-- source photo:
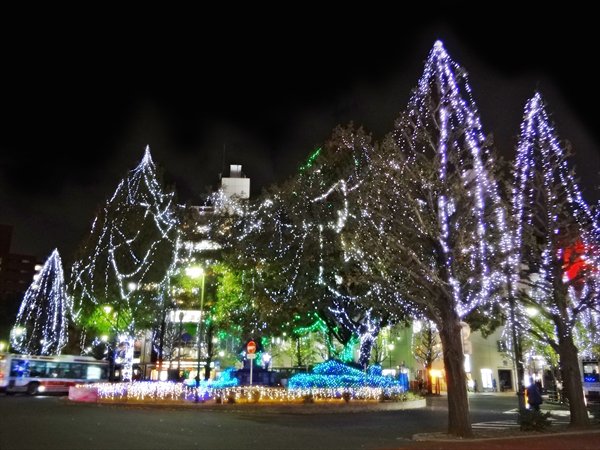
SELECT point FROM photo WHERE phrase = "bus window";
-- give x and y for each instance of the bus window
(590, 372)
(94, 372)
(19, 368)
(37, 369)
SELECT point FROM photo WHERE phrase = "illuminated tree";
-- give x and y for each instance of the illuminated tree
(555, 268)
(433, 224)
(41, 325)
(124, 263)
(298, 236)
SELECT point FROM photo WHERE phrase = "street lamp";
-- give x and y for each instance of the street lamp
(390, 348)
(196, 272)
(179, 342)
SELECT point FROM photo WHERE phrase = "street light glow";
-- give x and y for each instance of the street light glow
(194, 272)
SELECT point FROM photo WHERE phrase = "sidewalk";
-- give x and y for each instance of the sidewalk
(569, 440)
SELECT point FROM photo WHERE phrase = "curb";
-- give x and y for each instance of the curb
(432, 437)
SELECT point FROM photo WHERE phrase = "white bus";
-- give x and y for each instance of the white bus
(39, 374)
(590, 371)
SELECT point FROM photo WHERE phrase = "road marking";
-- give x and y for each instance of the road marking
(504, 424)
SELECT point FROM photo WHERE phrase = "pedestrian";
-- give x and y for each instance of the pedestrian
(534, 396)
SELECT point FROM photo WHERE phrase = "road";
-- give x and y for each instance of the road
(55, 423)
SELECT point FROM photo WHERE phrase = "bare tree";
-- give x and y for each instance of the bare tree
(556, 242)
(433, 224)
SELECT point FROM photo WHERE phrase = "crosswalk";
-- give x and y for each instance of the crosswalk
(508, 424)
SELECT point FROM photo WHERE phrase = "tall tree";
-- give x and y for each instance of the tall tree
(434, 228)
(124, 263)
(42, 321)
(555, 268)
(298, 235)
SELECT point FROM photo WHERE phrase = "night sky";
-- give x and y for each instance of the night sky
(79, 103)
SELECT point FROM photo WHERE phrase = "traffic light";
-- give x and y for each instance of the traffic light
(465, 332)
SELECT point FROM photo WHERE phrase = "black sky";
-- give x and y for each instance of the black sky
(80, 100)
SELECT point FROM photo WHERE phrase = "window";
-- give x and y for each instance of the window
(502, 348)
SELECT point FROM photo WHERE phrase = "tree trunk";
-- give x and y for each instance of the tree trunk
(459, 422)
(366, 344)
(210, 348)
(571, 377)
(567, 352)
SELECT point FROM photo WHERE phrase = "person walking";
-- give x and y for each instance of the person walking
(534, 396)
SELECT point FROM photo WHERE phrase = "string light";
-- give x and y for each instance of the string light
(42, 320)
(128, 242)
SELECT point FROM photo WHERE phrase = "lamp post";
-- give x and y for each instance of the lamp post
(196, 272)
(179, 346)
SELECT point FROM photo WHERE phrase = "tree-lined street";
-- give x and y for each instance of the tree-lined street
(56, 423)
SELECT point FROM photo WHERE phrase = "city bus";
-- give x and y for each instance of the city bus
(48, 374)
(590, 370)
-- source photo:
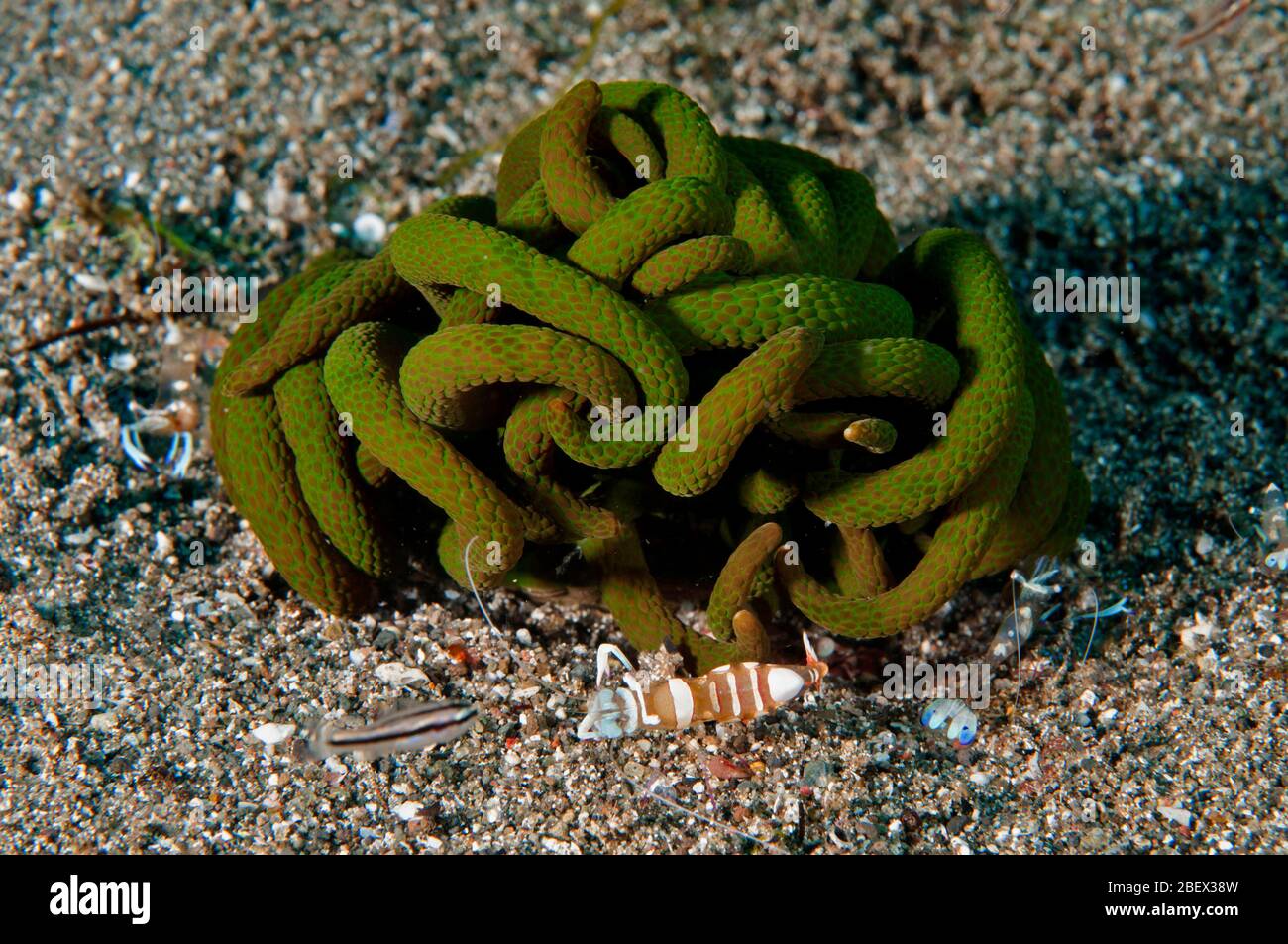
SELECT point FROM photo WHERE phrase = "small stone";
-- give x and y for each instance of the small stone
(815, 773)
(163, 546)
(407, 810)
(370, 228)
(1198, 635)
(90, 282)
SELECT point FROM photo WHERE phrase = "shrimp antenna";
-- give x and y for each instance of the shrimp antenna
(1019, 662)
(475, 588)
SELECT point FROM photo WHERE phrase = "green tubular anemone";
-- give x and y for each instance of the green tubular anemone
(679, 359)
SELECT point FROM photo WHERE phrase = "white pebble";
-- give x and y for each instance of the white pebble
(273, 733)
(93, 283)
(398, 674)
(163, 546)
(407, 810)
(1197, 636)
(370, 228)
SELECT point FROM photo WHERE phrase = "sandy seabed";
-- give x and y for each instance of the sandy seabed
(1116, 161)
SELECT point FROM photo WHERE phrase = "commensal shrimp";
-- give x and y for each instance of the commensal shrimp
(741, 690)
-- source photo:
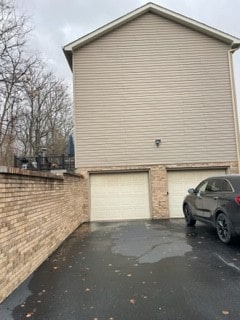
=======
◆ DIRECTIONS FOR THIS TASK:
Show every line of the listing above that contains the string "road". Treat the match as case-sensitive.

◆ ANSWER FOR THIS EXERCISE:
SELECT point FROM photo WHERE phrase = "road marking";
-- give x and y for each instance of the road marking
SELECT point FROM photo WHERE phrase = "road";
-- give x and y for each instance of the road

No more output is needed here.